▼▼▼

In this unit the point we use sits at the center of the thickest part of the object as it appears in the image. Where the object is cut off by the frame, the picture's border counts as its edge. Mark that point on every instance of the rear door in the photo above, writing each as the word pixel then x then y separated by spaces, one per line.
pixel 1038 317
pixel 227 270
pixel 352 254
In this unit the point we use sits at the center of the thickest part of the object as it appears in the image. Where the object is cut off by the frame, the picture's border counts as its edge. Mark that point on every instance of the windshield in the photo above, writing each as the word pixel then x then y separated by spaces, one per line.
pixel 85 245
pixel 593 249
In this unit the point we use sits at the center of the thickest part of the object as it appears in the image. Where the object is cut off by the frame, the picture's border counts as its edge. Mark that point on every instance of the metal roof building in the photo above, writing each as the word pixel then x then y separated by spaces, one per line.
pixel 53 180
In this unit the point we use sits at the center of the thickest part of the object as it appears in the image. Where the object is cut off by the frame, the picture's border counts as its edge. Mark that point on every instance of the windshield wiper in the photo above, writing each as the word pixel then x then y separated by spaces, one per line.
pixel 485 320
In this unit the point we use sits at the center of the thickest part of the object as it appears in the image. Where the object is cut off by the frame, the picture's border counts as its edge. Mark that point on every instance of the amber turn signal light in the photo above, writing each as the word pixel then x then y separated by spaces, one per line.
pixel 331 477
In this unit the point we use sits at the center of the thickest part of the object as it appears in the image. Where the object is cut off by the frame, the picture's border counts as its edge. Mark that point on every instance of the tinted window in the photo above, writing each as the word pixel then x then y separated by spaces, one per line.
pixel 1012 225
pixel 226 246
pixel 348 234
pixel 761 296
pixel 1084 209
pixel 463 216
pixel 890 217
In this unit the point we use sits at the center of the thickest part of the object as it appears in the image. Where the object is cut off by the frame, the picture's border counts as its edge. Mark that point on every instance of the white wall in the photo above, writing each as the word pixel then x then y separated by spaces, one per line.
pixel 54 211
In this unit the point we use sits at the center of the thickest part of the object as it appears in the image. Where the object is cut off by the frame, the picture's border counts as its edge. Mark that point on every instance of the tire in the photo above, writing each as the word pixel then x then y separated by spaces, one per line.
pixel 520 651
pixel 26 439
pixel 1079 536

▲▲▲

• **Work to be completed**:
Reproduce every entry above word for word, from the first to the last.

• **Solution to this problem**:
In this unit the point we use sits at the center of the thickest part of the object as it appears in the image. Where the object is cut off by the frame, the picture's border counts as its edge. Mark that point on every instance of the rear door in the photo above, writing each as the word pixel then x then y separated by spaces, one per line.
pixel 1038 317
pixel 227 270
pixel 352 254
In this unit the point we use sits at the center of the thickest part of the object as it appears in the image. Where the object is cut off by the frame, the picture's border counts as its edge. Mark that point on every instance of the windshield in the photo above, writing each as the word pixel then x then y separated by spaces, one per line.
pixel 85 245
pixel 593 249
In this unit the point we use sits at the center of the thickest part of the object as it appears in the image. Where the object is cut off by the frame, the picture's border counts as its edge. Mark that point on every instance of the metal roof building in the photo above, writing each as the word pixel then x then y separated by spaces, one per line.
pixel 53 180
In this unit the point we use sits at the center of the thickest part of the object as it appears in the image. Where the object is cut off by the frame, the picture's border counts as its edge. Mark that point on every instance of the windshield wiper in the photo above, writing each as the word pixel then x then y separated by spaces, one per line.
pixel 485 320
In this unit the point we use sits at the center of the thickest part of the object as it appears in the image. Where the object is cut off by the frame, the picture's border counts as its edge. Mark that point on every instance of the amber turn signal light in the photo above, writing each as the word pixel then x then y separated by spaces, one per line.
pixel 331 477
In this unit the point we use sits at the center of the thickest part of the object as it appears in the image. Where the object is cut off by the frame, the picture's border counts as its edge. Mark that point on every instance of the tinted window in the photo above, writing each as the word pixel then x then y separated by spaces, one per line.
pixel 1012 225
pixel 226 246
pixel 348 234
pixel 761 296
pixel 1084 209
pixel 463 216
pixel 890 217
In this unit the point we use sits at the center of the thickest part of the object as it appears in the image. Where the object is cut off by the frame, the picture's border counts as its edge. Mark that point on every instance of the white wall in the photo above, writing each as the word pixel then x then y separated by spaces, one per line.
pixel 54 211
In this unit the point we use sits at the center of the thickest part of the object as it appears in the image. Where the object is cut off by the frame, the picture's border counts as its edge. Mark that point on every instance of the tire in the photo above, writing each as the word pixel then x then y separated by spaces, one per line.
pixel 520 651
pixel 26 439
pixel 1079 536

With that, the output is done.